Problem:
Count the lines in the listing below that contain the word "each", and give only that number.

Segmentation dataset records
** Begin **
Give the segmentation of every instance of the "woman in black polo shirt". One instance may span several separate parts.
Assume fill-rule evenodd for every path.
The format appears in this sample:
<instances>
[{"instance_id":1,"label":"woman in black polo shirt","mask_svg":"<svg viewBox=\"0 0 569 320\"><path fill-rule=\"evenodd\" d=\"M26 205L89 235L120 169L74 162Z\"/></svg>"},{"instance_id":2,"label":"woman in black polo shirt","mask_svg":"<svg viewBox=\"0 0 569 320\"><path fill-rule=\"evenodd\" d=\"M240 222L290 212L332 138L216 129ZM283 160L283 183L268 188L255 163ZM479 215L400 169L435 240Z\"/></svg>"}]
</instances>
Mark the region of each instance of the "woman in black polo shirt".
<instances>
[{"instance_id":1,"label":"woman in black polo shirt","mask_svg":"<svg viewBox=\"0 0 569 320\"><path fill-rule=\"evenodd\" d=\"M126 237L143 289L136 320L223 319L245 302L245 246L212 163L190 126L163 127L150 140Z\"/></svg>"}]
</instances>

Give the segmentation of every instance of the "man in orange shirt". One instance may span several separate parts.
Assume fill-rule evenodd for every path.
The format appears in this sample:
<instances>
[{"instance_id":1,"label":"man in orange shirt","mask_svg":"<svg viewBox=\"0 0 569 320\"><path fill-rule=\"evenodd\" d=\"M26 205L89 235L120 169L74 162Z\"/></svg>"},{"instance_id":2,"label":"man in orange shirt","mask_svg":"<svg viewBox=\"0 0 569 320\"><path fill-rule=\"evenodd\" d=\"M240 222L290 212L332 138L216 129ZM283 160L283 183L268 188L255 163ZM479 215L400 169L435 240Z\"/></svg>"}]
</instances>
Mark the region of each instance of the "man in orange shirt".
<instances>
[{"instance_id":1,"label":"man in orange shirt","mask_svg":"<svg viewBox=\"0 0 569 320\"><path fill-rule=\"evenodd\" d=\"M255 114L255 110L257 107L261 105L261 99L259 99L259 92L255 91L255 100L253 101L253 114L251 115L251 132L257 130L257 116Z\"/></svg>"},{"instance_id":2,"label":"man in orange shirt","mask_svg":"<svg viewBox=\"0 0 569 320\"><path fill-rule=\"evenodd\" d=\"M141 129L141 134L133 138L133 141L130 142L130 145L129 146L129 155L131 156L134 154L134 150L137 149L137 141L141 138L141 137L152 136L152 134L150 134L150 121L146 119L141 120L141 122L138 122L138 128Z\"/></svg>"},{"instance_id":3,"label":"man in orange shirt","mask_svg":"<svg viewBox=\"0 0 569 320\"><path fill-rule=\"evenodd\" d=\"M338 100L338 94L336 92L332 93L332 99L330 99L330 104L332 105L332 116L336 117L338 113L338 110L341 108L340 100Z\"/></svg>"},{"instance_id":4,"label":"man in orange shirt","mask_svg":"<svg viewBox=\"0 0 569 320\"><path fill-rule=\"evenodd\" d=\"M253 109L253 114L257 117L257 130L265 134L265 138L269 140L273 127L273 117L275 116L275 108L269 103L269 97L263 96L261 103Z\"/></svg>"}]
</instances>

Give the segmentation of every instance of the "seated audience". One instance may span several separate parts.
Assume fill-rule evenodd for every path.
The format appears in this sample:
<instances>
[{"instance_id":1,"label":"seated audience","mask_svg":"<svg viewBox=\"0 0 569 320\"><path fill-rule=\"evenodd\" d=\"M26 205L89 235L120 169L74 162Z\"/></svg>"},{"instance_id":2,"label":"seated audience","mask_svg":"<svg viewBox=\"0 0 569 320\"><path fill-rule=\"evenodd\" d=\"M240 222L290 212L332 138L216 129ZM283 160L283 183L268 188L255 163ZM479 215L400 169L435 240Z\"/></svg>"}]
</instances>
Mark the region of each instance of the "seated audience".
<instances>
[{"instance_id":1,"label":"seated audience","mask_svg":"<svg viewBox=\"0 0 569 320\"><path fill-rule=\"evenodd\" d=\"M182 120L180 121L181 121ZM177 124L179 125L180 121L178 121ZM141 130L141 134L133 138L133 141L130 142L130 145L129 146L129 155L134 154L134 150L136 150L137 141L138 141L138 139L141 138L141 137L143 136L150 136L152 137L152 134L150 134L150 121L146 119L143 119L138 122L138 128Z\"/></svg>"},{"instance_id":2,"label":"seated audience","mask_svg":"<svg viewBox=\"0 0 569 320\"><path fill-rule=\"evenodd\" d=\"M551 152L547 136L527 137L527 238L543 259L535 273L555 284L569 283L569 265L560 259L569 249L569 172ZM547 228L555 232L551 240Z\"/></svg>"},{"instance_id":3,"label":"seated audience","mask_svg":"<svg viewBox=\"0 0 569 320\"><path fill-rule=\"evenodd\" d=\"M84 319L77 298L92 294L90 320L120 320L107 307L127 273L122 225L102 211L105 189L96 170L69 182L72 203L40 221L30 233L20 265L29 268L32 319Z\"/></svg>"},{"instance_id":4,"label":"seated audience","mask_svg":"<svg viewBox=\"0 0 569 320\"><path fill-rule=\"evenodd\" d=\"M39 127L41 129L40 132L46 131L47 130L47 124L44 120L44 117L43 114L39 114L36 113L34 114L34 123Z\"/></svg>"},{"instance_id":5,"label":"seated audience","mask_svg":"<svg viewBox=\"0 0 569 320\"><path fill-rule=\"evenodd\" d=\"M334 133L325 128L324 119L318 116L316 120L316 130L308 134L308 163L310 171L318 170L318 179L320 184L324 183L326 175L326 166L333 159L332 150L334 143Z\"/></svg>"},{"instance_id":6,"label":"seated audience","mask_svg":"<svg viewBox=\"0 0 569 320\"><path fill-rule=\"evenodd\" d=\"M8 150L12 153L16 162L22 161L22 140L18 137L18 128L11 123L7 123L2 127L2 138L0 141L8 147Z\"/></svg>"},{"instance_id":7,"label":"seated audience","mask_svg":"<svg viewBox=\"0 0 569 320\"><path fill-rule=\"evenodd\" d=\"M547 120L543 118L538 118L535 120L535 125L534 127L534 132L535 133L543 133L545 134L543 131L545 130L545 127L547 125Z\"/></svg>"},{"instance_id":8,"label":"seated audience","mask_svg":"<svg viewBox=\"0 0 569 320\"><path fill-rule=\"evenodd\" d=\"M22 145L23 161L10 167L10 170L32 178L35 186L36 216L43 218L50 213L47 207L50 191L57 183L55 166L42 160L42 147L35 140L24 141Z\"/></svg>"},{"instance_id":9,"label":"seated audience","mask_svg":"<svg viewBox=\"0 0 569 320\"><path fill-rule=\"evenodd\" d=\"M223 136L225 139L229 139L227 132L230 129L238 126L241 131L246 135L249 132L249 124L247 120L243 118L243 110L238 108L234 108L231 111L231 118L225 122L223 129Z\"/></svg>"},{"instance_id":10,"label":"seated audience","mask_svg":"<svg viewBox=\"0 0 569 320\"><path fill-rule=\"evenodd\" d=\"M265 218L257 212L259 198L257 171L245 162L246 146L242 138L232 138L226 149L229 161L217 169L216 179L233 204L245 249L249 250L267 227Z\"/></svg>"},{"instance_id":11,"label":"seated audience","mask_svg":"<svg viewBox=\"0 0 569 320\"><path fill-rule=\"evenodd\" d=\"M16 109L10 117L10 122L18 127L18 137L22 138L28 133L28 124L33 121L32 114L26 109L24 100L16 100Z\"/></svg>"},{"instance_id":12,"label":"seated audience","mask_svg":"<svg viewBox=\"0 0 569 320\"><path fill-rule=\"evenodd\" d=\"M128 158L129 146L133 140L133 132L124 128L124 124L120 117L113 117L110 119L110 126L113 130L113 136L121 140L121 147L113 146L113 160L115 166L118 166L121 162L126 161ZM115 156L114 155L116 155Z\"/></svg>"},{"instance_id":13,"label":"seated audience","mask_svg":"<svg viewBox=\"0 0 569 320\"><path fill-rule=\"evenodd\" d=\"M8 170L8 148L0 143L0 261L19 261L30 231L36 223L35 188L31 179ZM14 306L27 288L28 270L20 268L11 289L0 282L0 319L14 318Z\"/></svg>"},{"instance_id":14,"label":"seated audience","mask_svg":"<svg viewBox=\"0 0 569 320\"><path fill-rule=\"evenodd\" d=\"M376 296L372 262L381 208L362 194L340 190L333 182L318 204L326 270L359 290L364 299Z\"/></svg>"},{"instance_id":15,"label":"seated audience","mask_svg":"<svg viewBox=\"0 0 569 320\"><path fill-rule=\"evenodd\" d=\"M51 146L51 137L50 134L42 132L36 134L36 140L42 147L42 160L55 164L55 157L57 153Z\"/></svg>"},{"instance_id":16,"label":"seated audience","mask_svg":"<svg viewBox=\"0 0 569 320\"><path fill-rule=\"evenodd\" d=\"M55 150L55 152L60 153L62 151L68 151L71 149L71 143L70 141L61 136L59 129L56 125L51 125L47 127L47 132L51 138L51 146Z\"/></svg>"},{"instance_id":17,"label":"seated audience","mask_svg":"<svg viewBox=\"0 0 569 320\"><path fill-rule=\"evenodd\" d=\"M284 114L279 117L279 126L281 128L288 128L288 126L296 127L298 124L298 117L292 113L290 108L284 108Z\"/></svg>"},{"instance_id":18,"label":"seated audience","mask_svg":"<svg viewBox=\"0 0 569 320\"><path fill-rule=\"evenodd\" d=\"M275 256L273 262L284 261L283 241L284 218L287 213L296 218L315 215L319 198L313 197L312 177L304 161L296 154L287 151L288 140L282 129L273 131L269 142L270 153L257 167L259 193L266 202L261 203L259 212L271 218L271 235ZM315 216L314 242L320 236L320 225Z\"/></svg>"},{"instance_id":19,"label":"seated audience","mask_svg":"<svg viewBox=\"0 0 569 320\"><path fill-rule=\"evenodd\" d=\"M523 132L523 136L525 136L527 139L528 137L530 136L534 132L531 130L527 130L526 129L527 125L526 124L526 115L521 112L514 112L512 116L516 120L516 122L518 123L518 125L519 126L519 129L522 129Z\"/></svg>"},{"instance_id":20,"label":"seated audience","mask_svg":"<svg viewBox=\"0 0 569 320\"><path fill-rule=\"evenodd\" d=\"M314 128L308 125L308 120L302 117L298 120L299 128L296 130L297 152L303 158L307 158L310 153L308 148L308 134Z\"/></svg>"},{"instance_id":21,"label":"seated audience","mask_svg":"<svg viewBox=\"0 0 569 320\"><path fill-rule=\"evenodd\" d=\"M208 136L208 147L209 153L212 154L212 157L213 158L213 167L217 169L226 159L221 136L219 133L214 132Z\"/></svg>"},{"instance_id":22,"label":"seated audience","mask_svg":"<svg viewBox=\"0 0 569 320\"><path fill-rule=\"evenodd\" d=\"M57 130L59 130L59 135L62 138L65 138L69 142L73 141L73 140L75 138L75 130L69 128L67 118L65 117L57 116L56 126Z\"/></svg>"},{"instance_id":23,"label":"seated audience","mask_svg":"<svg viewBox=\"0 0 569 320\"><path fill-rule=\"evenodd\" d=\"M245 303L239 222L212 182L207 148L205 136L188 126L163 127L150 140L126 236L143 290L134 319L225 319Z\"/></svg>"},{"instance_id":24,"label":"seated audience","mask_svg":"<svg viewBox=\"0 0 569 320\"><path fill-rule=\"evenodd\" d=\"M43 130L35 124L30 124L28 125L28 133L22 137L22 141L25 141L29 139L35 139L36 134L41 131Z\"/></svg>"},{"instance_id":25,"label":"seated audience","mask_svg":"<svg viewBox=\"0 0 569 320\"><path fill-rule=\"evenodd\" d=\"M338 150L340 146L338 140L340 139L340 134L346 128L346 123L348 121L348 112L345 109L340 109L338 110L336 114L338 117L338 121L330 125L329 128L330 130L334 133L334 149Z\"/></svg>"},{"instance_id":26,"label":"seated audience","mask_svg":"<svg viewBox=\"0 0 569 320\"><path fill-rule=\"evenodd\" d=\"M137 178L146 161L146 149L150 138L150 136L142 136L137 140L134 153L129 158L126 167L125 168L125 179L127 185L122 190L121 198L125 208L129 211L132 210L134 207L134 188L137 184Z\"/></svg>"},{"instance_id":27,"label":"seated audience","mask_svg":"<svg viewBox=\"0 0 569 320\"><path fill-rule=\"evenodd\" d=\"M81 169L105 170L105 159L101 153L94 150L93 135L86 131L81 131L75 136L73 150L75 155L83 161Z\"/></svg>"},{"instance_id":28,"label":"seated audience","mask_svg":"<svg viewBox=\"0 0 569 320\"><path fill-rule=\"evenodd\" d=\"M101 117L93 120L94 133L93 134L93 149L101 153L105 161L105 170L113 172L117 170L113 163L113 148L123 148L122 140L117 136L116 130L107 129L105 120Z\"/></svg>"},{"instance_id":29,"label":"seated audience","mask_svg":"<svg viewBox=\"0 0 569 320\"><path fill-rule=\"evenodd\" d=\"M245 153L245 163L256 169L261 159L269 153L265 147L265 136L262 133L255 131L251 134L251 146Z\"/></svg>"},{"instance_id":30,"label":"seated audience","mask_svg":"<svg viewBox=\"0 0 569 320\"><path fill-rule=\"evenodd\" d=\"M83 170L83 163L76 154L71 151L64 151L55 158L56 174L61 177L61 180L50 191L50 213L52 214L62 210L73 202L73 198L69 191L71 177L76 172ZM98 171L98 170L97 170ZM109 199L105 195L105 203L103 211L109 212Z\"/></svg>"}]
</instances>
** End **
Correct result:
3